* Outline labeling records
----------

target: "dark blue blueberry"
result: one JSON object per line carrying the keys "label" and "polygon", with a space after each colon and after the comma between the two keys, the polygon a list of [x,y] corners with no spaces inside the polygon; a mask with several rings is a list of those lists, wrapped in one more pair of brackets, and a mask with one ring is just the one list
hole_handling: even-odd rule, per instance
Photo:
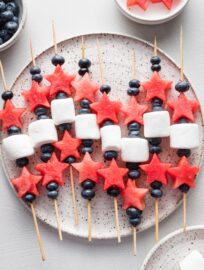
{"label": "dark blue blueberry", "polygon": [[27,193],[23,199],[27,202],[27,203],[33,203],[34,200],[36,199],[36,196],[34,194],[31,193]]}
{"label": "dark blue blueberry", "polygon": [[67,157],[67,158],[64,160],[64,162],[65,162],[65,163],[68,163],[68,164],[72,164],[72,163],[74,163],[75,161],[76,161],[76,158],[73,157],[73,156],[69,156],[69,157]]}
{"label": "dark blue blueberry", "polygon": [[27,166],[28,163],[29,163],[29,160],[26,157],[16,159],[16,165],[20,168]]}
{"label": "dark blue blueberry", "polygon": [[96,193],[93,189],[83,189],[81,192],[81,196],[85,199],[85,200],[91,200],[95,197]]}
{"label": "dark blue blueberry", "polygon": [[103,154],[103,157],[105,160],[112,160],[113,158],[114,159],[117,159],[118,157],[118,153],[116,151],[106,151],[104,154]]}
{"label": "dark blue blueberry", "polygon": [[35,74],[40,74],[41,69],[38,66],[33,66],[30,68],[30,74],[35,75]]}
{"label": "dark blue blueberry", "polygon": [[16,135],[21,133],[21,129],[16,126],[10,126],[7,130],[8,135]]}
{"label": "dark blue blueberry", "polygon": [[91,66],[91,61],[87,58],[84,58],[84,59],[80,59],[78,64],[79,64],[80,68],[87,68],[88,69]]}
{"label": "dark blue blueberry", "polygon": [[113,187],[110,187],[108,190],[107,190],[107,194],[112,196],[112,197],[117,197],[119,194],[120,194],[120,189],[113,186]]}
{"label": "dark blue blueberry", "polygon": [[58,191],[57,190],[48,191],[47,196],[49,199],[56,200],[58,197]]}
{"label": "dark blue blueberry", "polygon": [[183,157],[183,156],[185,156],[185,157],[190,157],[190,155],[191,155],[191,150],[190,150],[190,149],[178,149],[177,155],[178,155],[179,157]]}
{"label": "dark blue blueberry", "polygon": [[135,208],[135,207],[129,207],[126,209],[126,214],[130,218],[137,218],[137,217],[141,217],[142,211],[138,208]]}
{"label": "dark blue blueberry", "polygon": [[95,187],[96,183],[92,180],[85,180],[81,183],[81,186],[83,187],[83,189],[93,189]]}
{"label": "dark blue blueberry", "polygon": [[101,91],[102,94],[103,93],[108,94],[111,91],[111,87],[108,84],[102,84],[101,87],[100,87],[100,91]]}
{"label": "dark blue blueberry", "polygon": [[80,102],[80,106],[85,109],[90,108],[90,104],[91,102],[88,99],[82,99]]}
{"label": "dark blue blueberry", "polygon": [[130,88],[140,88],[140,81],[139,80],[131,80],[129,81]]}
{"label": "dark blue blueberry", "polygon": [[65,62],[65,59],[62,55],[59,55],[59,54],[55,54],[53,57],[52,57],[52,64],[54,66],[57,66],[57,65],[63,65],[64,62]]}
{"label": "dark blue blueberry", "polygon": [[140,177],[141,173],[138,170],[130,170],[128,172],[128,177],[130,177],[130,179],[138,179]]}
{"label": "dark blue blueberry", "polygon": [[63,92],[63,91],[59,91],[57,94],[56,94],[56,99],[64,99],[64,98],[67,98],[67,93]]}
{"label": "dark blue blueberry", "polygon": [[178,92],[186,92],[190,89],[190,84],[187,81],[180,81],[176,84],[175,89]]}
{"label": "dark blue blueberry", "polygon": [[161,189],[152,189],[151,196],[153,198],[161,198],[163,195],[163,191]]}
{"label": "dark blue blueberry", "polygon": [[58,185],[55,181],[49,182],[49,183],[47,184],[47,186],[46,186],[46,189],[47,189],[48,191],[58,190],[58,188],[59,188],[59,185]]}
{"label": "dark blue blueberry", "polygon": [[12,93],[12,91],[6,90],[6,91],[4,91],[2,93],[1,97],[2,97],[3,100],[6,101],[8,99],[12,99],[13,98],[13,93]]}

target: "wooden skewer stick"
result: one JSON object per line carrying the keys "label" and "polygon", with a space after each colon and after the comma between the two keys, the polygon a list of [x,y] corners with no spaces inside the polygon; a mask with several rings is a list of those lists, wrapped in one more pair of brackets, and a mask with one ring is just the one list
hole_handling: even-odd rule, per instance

----------

Reproduce each line exactly, please, except for any pictures.

* Response to this exercise
target: "dark blue blueberry"
result: one JSON object per line carrying the keys "label" and "polygon", with a space after each colon and after the comma between the two keys, the polygon a list of [x,y] corners with no spaces inside the polygon; a mask with several rings is a list of those lists, wrapped in one more pair of brackets, and a mask with one ring is just the one list
hole_handling: even-odd rule, per instance
Photo:
{"label": "dark blue blueberry", "polygon": [[27,193],[23,199],[27,202],[27,203],[33,203],[34,200],[36,199],[36,196],[34,194],[31,193]]}
{"label": "dark blue blueberry", "polygon": [[67,157],[67,158],[64,160],[64,162],[65,162],[65,163],[68,163],[68,164],[72,164],[72,163],[74,163],[75,161],[76,161],[76,158],[73,157],[73,156],[69,156],[69,157]]}
{"label": "dark blue blueberry", "polygon": [[27,166],[28,163],[29,163],[29,160],[26,157],[16,159],[16,165],[20,168]]}
{"label": "dark blue blueberry", "polygon": [[96,193],[93,189],[83,189],[81,192],[81,196],[85,199],[85,200],[91,200],[95,197]]}
{"label": "dark blue blueberry", "polygon": [[103,154],[103,157],[105,160],[112,160],[113,158],[114,159],[117,159],[118,157],[118,153],[116,151],[106,151],[104,154]]}
{"label": "dark blue blueberry", "polygon": [[35,74],[40,74],[41,69],[38,66],[33,66],[30,68],[30,74],[35,75]]}
{"label": "dark blue blueberry", "polygon": [[16,135],[21,133],[21,129],[16,126],[10,126],[7,130],[8,135]]}
{"label": "dark blue blueberry", "polygon": [[91,66],[91,61],[87,58],[84,58],[84,59],[80,59],[78,64],[79,64],[80,68],[87,68],[88,69]]}
{"label": "dark blue blueberry", "polygon": [[113,187],[110,187],[108,190],[107,190],[107,194],[112,196],[112,197],[117,197],[119,194],[120,194],[120,189],[113,186]]}
{"label": "dark blue blueberry", "polygon": [[58,191],[57,190],[48,191],[47,196],[49,199],[56,200],[58,197]]}
{"label": "dark blue blueberry", "polygon": [[183,157],[183,156],[185,156],[185,157],[190,157],[190,155],[191,155],[191,150],[190,150],[190,149],[178,149],[177,155],[178,155],[179,157]]}
{"label": "dark blue blueberry", "polygon": [[135,208],[135,207],[129,207],[126,209],[126,214],[130,218],[137,218],[137,217],[141,217],[142,211],[138,208]]}
{"label": "dark blue blueberry", "polygon": [[95,187],[96,183],[92,180],[85,180],[81,183],[81,186],[83,187],[83,189],[93,189]]}
{"label": "dark blue blueberry", "polygon": [[101,91],[102,94],[103,93],[108,94],[111,91],[111,87],[108,84],[102,84],[101,87],[100,87],[100,91]]}
{"label": "dark blue blueberry", "polygon": [[80,102],[80,106],[85,109],[90,108],[90,104],[91,102],[88,99],[82,99]]}
{"label": "dark blue blueberry", "polygon": [[130,88],[140,88],[140,81],[139,80],[131,80],[129,81]]}
{"label": "dark blue blueberry", "polygon": [[65,62],[65,59],[62,55],[59,55],[59,54],[55,54],[53,57],[52,57],[52,64],[54,66],[57,66],[57,65],[63,65],[64,62]]}
{"label": "dark blue blueberry", "polygon": [[140,177],[141,173],[138,170],[130,170],[128,172],[128,177],[130,177],[130,179],[138,179]]}
{"label": "dark blue blueberry", "polygon": [[63,92],[63,91],[59,91],[57,94],[56,94],[56,99],[64,99],[64,98],[67,98],[67,93]]}
{"label": "dark blue blueberry", "polygon": [[178,92],[186,92],[190,89],[190,84],[187,81],[180,81],[176,84],[175,89]]}
{"label": "dark blue blueberry", "polygon": [[161,189],[152,189],[151,196],[153,198],[161,198],[163,195],[163,191]]}
{"label": "dark blue blueberry", "polygon": [[58,185],[55,181],[49,182],[49,183],[47,184],[47,186],[46,186],[46,189],[47,189],[48,191],[58,190],[58,188],[59,188],[59,185]]}
{"label": "dark blue blueberry", "polygon": [[12,93],[12,91],[6,90],[6,91],[4,91],[2,93],[1,97],[2,97],[3,100],[6,101],[8,99],[12,99],[13,98],[13,93]]}

target: "wooden skewer stick"
result: one JSON object per line carrying the keys "label" and "polygon", with a space after each colon and after the comma between the two keys, the polygon a list of [x,y] corners with no spaces inside the polygon; a mask with several rings is a list of those lists, wrapped in one more pair of brackets, and a mask with one ring is just the one list
hole_handling: even-odd rule, per instance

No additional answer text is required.